DOCUMENT EXCERPT -
>> begin

Letters to Cabinet Secretaries follows Nick Clegg school meals announcement
The Educational Institute of Scotland (EIS), STUC, UNISON and Church of Scotland today join children’s organisations and anti-poverty campaigners in calling for the roll out of free school meals to all Scottish primary school pupils in P1 to P3. The call follows the announcement last week by the Deputy Prime Minister that children in the first three years of school in England will receive a free school lunch from September 2014.
In a letter sent to the Deputy First Minister and Cabinet Secretaries for Finance, Education and Health the organisations say that the UK government announcement “creates a huge opportunity for the Scottish Government to now fulfil its ambition of providing a free healthy meal to all children in P1 to P3”.
The organisations behind the letter, who also include Save the Children, Children 1st, One Parent Families Scotland and the Child Poverty Action Group, go on to urge Ministers to act “as soon as possible to confirm that P1 to P3 children in Scottish primary schools will also now receive a healthy school lunch from September 2014”.

>> end

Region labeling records
>> begin

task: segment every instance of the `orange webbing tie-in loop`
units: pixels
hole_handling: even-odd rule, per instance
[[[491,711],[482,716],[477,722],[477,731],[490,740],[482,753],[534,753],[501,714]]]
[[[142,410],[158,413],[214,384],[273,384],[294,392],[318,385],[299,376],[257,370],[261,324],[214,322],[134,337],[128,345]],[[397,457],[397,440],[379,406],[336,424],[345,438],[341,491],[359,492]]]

>> end
>> begin

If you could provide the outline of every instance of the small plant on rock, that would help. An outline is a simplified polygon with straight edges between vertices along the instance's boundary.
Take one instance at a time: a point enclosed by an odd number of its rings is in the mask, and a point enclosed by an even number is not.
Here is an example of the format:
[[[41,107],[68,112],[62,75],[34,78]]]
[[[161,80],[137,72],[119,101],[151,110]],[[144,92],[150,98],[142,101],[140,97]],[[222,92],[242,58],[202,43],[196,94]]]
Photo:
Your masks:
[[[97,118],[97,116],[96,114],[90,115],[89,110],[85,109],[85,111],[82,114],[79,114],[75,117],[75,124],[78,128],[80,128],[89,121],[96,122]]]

>> end

DIRECTIVE 1 -
Quote the school meals article word for word, starting at "Letters to Cabinet" and ending at "from September 2014.".
DIRECTIVE 2 -
In the school meals article, to whom was the organisations' letter sent?
DIRECTIVE 3 -
Using the school meals article, explain in one to three sentences why the organisations see this moment as an opportunity for the Scottish Government.

FULL SOLUTION 1 -
Letters to Cabinet Secretaries follows Nick Clegg school meals announcement
The Educational Institute of Scotland (EIS), STUC, UNISON and Church of Scotland today join children’s organisations and anti-poverty campaigners in calling for the roll out of free school meals to all Scottish primary school pupils in P1 to P3. The call follows the announcement last week by the Deputy Prime Minister that children in the first three years of school in England will receive a free school lunch from September 2014.

FULL SOLUTION 2 -
The Deputy First Minister and the Cabinet Secretaries for Finance, Education and Health.

FULL SOLUTION 3 -
The Deputy Prime Minister announced that children in the first three years of school in England will receive a free school lunch from September 2014. The organisations' letter says this announcement creates a huge opportunity for the Scottish Government to fulfil its ambition of providing a free healthy meal to all children in P1 to P3.